Written instruction A
Decide whether each statement below agrees with the family history that follows. Answer yes or no for each, and quote the words of the family history that settle it. (i) The writer's father was born in Wappingers Falls, New York. (ii) Linc ran away from home to San Jose at the age of twelve. (iii) Linc died three months after the writer's father was born.

My father was born on August 18th, 1905
in Waterbury, Connecticut, the only son of Minnie Mecabe Grant and
Abraham Lincoln Grant. I don't know much about my grandfather
"Linc," because he died three months before my father was born.
I was told he was born in Concord, California, the youngest of ten
children and ran away from home to San Jose when he was twelve.
He learned the trades of carpenter and mechanic, and owned a small
circus and one of the first Edisonphones in California, which he
used to give "concerts" at Sierra Nevada mountain mining camps
during the winter season. At one point, he visited some
relatives back in New York where he met my grandmother. I've
been told Minnie Mecabe was a very talented pianist.
After Minnie and Linc married, they
settled in Waterbury, for reasons I'm not sure of, but suspect it
was because Waterbury at that period was a major center of US tool
machine manufacturing. After the birth of my father, the
family moved to Wappingers Falls, New York, (50 miles north of New
York City on the Hudson River) where many of my grandmother's
relatives lived. Lincoln Grant's occupation as listed on my
father's birth certificate is "machinist." It seems Dad may
have inherited his manual skills and intuition with respect to
matters mechanical from both sides. His friends would tell me,
"Your father could make ball bearings on a belt sander."
I remember Dad telling me he became aware
of "radio" when he was perhaps 13 or 14 years old (1918 - 19)

Record list
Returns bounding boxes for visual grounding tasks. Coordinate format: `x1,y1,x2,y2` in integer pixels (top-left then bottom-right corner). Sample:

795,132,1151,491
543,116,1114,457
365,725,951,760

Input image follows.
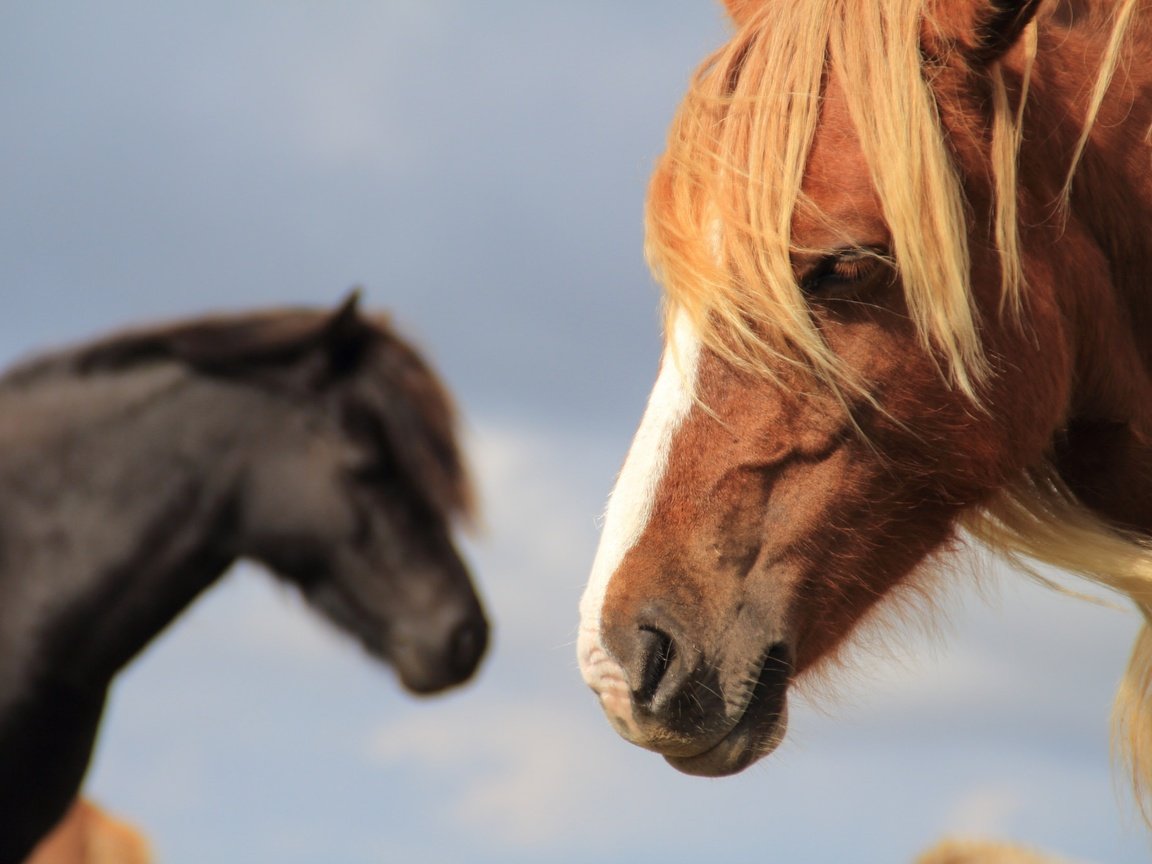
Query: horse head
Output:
578,0,1152,775
88,295,487,692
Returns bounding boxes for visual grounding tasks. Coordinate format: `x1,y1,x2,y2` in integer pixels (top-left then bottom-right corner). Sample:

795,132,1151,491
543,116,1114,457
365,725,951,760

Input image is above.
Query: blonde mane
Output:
645,0,1152,824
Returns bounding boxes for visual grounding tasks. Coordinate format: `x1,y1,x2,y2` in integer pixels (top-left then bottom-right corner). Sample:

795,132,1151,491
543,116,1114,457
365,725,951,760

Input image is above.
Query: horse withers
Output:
0,295,488,864
577,0,1152,820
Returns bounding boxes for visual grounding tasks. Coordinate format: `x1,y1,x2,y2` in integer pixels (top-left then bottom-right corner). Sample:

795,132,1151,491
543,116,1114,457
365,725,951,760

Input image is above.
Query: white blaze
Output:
576,312,700,705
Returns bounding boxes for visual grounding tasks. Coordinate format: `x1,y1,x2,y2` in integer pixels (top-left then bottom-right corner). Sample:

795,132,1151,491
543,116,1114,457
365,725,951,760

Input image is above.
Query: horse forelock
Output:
3,308,473,521
646,0,1131,403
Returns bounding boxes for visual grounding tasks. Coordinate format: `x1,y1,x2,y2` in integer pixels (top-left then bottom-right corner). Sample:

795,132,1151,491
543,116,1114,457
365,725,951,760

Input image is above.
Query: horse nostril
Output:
632,626,676,705
448,620,488,675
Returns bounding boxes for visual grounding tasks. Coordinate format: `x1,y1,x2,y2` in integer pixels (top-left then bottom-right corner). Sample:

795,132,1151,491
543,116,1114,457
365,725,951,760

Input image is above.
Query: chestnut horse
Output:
0,296,488,864
577,0,1152,820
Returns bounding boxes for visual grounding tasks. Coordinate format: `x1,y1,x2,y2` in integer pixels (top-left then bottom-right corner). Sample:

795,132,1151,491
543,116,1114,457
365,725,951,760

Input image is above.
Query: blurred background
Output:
0,0,1147,864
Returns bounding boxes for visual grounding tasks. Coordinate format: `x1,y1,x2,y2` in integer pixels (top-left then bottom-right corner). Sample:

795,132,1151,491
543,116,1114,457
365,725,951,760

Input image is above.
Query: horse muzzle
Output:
577,614,793,776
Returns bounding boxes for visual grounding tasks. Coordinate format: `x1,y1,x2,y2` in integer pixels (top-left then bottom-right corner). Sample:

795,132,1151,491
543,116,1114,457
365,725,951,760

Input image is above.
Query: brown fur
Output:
601,0,1152,806
914,840,1073,864
25,798,152,864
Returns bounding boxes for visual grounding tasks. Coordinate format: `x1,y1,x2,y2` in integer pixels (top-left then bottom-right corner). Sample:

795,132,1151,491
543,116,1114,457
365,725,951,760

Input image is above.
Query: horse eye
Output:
799,247,887,297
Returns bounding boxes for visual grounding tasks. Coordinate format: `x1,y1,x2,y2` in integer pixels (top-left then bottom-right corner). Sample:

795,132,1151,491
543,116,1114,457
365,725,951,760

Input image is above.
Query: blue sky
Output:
0,0,1147,864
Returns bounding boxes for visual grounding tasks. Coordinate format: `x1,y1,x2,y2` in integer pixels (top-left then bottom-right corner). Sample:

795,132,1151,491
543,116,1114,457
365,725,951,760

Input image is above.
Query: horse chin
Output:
665,644,791,776
664,691,788,776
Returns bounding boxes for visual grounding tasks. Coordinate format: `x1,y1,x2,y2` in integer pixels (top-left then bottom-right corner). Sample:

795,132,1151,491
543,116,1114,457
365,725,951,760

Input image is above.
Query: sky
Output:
0,0,1149,864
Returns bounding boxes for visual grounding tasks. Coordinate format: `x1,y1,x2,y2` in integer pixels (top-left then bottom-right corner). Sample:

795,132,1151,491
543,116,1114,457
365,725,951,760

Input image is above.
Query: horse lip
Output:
665,643,793,776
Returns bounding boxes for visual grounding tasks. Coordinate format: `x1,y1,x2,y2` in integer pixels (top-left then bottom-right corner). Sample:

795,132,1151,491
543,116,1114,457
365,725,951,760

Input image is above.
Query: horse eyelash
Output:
801,247,887,295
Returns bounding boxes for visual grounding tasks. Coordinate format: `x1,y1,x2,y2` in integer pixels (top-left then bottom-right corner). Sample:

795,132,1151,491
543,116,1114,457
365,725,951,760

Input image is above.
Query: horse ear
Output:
723,0,766,26
925,0,1044,67
324,288,371,376
166,290,372,381
977,0,1044,65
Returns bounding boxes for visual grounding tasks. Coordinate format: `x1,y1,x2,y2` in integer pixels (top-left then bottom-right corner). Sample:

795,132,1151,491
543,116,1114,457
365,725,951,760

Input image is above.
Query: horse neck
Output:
1021,16,1152,382
0,365,253,705
1021,18,1152,533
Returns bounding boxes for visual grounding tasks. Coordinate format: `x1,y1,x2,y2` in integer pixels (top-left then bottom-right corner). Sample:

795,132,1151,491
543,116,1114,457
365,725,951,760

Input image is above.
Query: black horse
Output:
0,296,487,864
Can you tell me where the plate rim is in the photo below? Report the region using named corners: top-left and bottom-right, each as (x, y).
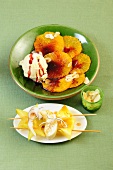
top-left (13, 103), bottom-right (87, 144)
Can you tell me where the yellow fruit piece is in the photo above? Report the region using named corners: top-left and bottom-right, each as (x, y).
top-left (70, 74), bottom-right (85, 88)
top-left (71, 53), bottom-right (91, 73)
top-left (16, 109), bottom-right (28, 118)
top-left (18, 118), bottom-right (28, 129)
top-left (28, 130), bottom-right (34, 141)
top-left (56, 105), bottom-right (72, 118)
top-left (58, 117), bottom-right (75, 140)
top-left (63, 36), bottom-right (82, 58)
top-left (42, 77), bottom-right (72, 92)
top-left (44, 51), bottom-right (72, 79)
top-left (33, 119), bottom-right (45, 137)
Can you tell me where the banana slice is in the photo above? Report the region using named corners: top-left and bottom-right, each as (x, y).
top-left (44, 113), bottom-right (58, 139)
top-left (28, 105), bottom-right (42, 136)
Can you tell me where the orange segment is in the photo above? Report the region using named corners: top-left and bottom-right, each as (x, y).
top-left (63, 36), bottom-right (82, 58)
top-left (71, 53), bottom-right (91, 73)
top-left (42, 77), bottom-right (72, 92)
top-left (70, 74), bottom-right (85, 88)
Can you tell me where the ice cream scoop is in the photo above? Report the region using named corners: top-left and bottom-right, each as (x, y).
top-left (19, 51), bottom-right (48, 82)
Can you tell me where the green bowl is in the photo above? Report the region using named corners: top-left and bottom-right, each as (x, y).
top-left (81, 86), bottom-right (104, 112)
top-left (9, 24), bottom-right (100, 100)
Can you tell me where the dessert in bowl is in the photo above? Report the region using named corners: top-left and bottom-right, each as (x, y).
top-left (9, 25), bottom-right (99, 100)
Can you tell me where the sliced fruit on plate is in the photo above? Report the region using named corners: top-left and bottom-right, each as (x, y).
top-left (58, 117), bottom-right (75, 140)
top-left (44, 51), bottom-right (72, 79)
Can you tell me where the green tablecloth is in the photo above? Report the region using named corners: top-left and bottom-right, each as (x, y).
top-left (0, 0), bottom-right (113, 170)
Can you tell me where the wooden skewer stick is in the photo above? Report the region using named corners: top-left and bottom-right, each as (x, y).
top-left (8, 116), bottom-right (28, 120)
top-left (72, 114), bottom-right (97, 116)
top-left (72, 129), bottom-right (101, 132)
top-left (10, 127), bottom-right (28, 130)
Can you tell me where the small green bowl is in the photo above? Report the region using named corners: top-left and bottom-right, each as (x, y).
top-left (81, 86), bottom-right (104, 112)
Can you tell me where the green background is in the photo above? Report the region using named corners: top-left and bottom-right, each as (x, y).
top-left (0, 0), bottom-right (113, 170)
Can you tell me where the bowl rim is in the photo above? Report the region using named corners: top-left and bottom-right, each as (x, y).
top-left (8, 24), bottom-right (100, 100)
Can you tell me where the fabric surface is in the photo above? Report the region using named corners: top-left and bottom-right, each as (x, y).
top-left (0, 0), bottom-right (113, 170)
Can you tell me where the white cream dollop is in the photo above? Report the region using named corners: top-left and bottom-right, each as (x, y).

Written instruction B
Pick out every line of the entries above that contains the word "green". Case counts.

Finished answer A
(i) No: "born on August 18th, 1905 in Waterbury, Connecticut"
(ii) Yes: "ran away from home to San Jose when he was twelve"
(iii) No: "he died three months before my father was born"

Finished answer B
Can you tell me where the green bowl is in the photo above? Report the region using named corners: top-left and bottom-right, each as (x, y).
Can you tell me where the green tablecloth is in the photo above? Report the region using named corners: top-left and bottom-right, each as (x, y).
Can you tell me where the small green bowl is in the photo above? Report the region using named corners: top-left and bottom-right, each as (x, y).
Can you tell me where the green background is in the photo above? Report the region using named corners: top-left and bottom-right, each as (x, y).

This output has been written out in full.